● **WORKING DATA**:
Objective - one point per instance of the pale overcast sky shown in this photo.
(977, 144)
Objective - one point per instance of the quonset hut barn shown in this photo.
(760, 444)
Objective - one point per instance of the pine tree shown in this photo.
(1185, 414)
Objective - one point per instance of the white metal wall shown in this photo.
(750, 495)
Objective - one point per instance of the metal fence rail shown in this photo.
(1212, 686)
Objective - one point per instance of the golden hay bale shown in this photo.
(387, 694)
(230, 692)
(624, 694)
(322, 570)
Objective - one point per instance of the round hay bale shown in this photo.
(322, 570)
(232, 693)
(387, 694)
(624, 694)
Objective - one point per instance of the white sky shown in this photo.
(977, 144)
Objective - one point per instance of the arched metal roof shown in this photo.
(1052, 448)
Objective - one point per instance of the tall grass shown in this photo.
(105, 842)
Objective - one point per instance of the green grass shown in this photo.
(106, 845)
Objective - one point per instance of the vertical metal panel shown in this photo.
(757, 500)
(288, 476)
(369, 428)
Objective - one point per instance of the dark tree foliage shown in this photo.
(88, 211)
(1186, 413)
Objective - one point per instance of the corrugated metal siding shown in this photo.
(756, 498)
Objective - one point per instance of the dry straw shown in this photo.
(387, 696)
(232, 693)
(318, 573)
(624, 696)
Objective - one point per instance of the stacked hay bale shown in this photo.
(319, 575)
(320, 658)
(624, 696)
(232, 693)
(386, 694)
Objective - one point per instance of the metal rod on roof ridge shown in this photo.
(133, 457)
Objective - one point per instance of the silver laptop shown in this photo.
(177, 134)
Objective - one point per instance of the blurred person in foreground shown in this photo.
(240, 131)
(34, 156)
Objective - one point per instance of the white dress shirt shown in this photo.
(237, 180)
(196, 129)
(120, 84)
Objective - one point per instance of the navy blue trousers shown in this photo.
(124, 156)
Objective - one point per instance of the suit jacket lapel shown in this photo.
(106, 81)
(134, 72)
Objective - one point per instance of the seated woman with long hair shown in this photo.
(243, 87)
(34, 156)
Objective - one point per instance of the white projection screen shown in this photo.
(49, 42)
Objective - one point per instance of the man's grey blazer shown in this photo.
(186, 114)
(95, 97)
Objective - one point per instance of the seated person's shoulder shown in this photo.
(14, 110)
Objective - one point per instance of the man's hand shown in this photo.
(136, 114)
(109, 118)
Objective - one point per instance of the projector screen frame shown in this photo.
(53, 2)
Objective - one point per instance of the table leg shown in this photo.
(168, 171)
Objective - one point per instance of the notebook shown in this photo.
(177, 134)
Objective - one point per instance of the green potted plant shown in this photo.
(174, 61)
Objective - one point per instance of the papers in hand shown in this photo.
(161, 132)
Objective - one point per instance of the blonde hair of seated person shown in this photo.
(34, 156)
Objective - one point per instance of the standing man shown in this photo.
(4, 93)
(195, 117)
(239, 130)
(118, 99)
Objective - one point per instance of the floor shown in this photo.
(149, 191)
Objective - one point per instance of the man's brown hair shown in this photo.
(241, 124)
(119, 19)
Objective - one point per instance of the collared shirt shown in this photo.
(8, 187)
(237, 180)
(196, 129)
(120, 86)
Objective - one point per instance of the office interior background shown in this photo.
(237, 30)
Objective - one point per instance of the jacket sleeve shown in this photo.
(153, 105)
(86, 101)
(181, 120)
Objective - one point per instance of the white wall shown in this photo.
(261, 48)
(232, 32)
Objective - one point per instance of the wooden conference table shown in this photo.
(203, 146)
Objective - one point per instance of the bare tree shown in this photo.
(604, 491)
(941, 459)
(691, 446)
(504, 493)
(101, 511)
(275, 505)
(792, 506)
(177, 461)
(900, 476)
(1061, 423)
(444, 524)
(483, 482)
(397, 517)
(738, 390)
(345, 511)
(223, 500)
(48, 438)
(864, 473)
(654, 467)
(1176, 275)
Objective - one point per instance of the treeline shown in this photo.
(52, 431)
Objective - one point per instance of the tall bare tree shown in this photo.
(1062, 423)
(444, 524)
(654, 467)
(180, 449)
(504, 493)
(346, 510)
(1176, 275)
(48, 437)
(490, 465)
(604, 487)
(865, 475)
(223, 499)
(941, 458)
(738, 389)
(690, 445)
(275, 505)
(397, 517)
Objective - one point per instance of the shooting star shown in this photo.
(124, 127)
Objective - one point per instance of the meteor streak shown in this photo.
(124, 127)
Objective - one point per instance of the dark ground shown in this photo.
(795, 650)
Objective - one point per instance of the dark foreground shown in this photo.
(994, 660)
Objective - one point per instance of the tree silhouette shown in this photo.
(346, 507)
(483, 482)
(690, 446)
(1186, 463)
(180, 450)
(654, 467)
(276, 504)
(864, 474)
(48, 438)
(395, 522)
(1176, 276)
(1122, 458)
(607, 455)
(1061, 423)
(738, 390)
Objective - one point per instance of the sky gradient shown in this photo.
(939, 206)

● **WHAT IS REQUIRED**:
Each line from the one containing "Objective - one point per instance of the tree silhouette" to the end of the listing above should be copied exactly, and nothing else.

● **REPLY TO THE EXERCISE**:
Objective - one point per instance of the tree silhouette shown in this photo.
(346, 507)
(483, 482)
(690, 446)
(1186, 463)
(180, 450)
(654, 467)
(276, 504)
(864, 474)
(48, 438)
(395, 522)
(1176, 276)
(1122, 458)
(607, 455)
(1061, 423)
(738, 390)
Objective - one point per instance of the sky gradient shown in this photo.
(939, 206)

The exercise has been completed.